[Stored data]
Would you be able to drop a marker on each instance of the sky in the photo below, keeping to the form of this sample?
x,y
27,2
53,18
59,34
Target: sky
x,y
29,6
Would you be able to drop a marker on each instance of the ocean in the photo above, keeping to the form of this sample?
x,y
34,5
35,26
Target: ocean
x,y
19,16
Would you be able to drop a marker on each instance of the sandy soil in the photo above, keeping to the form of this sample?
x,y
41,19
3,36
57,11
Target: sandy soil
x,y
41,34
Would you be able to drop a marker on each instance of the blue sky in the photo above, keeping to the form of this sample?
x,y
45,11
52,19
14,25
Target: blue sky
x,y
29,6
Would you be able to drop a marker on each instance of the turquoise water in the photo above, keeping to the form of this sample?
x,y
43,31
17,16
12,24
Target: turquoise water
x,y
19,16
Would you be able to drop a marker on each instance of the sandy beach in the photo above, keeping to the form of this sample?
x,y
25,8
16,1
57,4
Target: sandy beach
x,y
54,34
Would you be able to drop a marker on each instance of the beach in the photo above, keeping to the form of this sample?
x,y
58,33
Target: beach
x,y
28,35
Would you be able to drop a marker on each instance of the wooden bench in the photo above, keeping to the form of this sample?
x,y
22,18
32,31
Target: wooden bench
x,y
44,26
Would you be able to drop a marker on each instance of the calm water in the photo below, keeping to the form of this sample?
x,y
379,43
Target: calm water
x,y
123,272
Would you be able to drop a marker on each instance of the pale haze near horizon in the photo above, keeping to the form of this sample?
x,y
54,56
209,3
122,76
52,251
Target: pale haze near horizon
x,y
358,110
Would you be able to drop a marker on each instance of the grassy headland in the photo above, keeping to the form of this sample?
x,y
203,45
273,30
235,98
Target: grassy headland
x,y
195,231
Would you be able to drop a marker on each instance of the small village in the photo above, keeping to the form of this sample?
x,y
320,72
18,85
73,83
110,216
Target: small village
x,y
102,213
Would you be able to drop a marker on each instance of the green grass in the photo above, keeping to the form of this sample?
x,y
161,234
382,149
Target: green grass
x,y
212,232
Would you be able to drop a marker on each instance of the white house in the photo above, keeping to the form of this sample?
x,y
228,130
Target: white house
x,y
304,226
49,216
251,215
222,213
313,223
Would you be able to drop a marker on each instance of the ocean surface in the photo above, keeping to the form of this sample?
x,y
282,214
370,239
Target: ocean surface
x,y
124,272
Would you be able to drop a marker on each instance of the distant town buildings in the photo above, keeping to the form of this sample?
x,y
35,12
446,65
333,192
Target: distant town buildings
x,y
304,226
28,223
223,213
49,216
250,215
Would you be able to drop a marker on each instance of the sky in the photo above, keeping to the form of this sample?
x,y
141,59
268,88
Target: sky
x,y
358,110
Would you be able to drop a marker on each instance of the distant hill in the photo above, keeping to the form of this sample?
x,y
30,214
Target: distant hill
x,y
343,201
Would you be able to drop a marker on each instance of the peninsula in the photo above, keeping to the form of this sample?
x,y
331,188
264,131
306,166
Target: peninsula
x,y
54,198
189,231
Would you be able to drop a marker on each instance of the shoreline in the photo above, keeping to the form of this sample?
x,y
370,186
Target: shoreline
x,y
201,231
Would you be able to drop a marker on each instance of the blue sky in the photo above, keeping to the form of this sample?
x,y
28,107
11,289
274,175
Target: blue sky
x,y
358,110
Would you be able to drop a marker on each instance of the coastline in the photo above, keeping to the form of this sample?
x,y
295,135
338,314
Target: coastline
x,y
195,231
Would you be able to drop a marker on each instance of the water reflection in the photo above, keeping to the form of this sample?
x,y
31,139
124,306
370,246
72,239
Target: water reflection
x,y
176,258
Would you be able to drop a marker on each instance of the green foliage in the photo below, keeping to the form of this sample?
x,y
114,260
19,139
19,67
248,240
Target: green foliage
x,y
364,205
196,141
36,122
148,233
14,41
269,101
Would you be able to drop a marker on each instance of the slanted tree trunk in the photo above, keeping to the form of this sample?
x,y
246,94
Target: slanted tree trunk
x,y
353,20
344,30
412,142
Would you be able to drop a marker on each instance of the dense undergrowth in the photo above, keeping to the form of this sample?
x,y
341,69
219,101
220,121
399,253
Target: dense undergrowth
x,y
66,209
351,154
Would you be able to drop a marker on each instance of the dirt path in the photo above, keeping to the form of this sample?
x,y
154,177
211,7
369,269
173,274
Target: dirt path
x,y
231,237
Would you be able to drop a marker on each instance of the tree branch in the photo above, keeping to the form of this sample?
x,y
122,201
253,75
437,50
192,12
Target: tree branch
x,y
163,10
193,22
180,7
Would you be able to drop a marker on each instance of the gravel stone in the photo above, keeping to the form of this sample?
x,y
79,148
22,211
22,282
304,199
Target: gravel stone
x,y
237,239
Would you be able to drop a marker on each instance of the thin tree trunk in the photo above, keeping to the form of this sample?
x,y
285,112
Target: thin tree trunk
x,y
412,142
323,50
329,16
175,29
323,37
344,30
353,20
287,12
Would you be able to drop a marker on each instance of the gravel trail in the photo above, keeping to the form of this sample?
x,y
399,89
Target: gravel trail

Problem to solve: Search the entries for the word "trail" and pick out every line that holds it.

Solved exercise:
Would you be able to drop a marker on each instance of the gravel trail in the photo above, keeping to the form of this sample?
Target: gravel trail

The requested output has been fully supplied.